Goal:
Carry on the thread about changing the KMeans n_init default from where it stops.

··· Provided passage

Change KMeans n_init default value to 1. #9729

amueller · 2017-09-11T14:55:18Z

As mentioned in #9430, pydaal gets a speedup of 30x, mostly because they ignore n_init.
I feel like n_init=10 is a pretty odd choice. We don't really do random restarts anywhere else by default (afaik), and in the age of large datasets this is really pretty expensive.

Not sure if it's worth a deprecation cycle but this is pretty non-obvious behavior that potentially makes us look bad.

The text was updated successfully, but these errors were encountered:

jnothman · 2017-09-11T21:51:23Z

Yes, let's change it. Or default to have an inverse relationship with dataset size.

······
··· Records provided

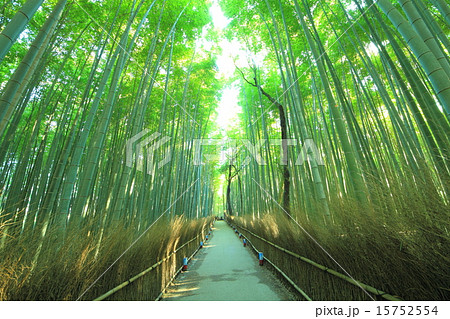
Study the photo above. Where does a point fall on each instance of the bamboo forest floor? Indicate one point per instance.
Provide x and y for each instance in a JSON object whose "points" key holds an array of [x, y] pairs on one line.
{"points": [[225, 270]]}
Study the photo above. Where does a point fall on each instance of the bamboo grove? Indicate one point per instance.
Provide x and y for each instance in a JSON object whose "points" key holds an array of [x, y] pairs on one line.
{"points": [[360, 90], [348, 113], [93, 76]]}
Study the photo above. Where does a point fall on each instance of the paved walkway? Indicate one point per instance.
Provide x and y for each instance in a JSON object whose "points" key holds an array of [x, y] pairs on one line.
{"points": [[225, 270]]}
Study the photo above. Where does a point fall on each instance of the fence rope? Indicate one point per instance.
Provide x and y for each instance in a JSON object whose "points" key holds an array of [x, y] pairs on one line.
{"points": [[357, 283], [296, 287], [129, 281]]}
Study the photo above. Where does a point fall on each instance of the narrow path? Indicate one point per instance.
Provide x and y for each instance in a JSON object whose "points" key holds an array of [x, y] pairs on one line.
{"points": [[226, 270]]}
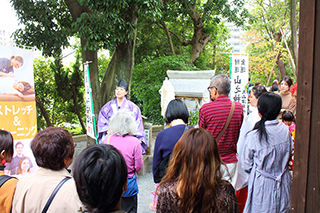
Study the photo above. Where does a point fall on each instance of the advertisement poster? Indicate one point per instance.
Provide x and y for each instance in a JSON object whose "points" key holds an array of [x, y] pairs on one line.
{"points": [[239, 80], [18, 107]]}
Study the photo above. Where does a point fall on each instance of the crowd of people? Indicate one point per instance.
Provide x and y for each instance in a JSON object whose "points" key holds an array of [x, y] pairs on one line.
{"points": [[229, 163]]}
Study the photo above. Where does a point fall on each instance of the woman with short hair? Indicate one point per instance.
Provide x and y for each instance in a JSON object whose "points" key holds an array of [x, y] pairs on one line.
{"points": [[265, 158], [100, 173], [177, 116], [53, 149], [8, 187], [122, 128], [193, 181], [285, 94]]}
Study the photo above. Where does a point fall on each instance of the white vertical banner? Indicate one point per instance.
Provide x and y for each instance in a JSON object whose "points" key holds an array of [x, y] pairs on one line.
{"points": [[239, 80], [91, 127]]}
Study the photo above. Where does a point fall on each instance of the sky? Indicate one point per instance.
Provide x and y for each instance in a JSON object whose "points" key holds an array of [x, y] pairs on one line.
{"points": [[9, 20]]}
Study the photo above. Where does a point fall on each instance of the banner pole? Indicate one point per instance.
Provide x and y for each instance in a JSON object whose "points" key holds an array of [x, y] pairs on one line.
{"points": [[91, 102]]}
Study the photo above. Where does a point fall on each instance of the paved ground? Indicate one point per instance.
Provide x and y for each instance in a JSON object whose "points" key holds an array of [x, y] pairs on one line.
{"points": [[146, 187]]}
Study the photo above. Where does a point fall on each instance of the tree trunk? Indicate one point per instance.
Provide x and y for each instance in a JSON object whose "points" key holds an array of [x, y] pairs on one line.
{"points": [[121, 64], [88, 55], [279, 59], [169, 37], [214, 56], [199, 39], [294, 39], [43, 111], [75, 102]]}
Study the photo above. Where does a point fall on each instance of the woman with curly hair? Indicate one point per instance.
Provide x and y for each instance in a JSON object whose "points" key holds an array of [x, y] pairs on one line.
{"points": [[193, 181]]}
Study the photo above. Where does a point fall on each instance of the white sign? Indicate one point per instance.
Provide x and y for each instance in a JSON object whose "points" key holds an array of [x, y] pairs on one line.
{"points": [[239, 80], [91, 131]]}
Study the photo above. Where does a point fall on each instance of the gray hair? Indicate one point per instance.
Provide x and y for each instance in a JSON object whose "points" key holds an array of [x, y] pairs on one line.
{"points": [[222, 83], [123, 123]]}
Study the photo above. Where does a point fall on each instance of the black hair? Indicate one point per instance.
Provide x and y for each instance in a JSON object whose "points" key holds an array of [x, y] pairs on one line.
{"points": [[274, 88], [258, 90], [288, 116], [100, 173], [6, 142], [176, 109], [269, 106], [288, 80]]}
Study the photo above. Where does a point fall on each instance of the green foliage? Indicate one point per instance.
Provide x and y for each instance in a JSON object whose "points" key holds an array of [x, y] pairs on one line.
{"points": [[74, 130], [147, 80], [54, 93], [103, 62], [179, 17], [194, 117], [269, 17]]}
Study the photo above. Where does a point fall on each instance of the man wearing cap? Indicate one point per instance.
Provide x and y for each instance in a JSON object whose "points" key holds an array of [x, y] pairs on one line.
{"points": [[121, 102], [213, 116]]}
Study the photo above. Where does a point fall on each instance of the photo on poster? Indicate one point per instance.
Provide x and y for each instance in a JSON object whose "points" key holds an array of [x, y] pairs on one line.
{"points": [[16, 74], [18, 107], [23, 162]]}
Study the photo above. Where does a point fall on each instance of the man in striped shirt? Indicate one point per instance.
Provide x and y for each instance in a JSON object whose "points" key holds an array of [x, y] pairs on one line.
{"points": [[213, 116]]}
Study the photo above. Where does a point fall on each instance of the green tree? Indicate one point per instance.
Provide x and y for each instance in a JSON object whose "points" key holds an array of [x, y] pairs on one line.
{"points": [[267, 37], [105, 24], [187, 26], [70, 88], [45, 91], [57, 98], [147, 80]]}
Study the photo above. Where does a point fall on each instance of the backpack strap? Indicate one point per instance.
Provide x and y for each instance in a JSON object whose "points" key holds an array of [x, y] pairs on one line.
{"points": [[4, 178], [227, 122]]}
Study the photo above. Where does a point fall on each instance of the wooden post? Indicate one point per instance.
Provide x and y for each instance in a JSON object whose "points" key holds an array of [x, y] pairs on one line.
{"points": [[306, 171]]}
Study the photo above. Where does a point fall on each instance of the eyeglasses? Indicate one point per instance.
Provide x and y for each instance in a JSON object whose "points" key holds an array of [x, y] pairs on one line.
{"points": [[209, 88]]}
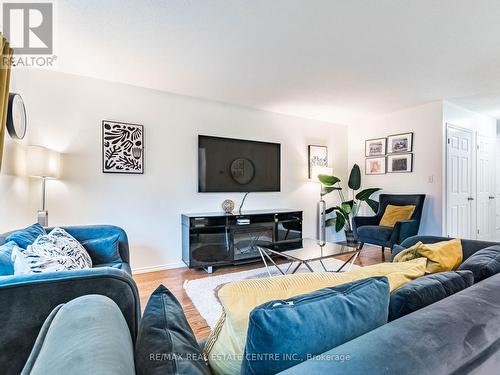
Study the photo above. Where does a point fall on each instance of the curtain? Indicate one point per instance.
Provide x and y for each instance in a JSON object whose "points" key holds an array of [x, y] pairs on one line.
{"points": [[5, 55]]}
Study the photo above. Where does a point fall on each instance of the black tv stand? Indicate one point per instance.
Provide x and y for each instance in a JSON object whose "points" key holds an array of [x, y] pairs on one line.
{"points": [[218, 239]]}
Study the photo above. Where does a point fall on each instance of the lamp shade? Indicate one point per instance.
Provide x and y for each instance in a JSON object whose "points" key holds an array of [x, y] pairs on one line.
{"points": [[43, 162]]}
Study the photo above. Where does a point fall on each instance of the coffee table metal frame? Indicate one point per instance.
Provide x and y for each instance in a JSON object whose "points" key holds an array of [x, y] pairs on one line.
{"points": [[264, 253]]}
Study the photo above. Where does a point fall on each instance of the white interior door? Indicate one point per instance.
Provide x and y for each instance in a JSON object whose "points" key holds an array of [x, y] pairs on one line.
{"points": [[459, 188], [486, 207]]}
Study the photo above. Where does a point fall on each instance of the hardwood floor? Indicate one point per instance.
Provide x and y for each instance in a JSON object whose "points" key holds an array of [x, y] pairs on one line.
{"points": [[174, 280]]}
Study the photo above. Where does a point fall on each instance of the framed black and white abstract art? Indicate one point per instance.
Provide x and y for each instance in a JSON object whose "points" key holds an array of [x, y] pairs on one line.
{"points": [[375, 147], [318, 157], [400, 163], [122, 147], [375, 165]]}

······

Answer below:
…

On 12 September 2017 at 00:55, Andreas Mueller ***@***.***> wrote: As mentioned in #9430 <#9430>, pydaal gets a speedup of 30x, mostly because they ignore n_init. I feel like n_init=10 is a pretty odd choice. We don't really do random restarts anywhere else by default (afaik), and in the age of large datasets this is really pretty expensive. Not sure if it's worth a deprecation cycle but this is pretty non-obvious behavior that potentially makes us look bad. — You are receiving this because you are subscribed to this thread. Reply to this email directly, view it on GitHub <#9729>, or mute the thread <https://github.com/notifications/unsubscribe-auth/AAEz6zVQKD2vCDZr95LKaUQ7JLHwS6vUks5shUnagaJpZM4PTSrW> .

amueller · 2018-07-12T15:42:31Z

Standard deprecation cycle then?

murielgrobler · 2018-07-15T18:01:06Z

I created the warning for the future deprecation. Thanks for all the guidance at Scipy2018!

amueller · 2018-07-15T20:23:26Z

@murielgrobler Thanks!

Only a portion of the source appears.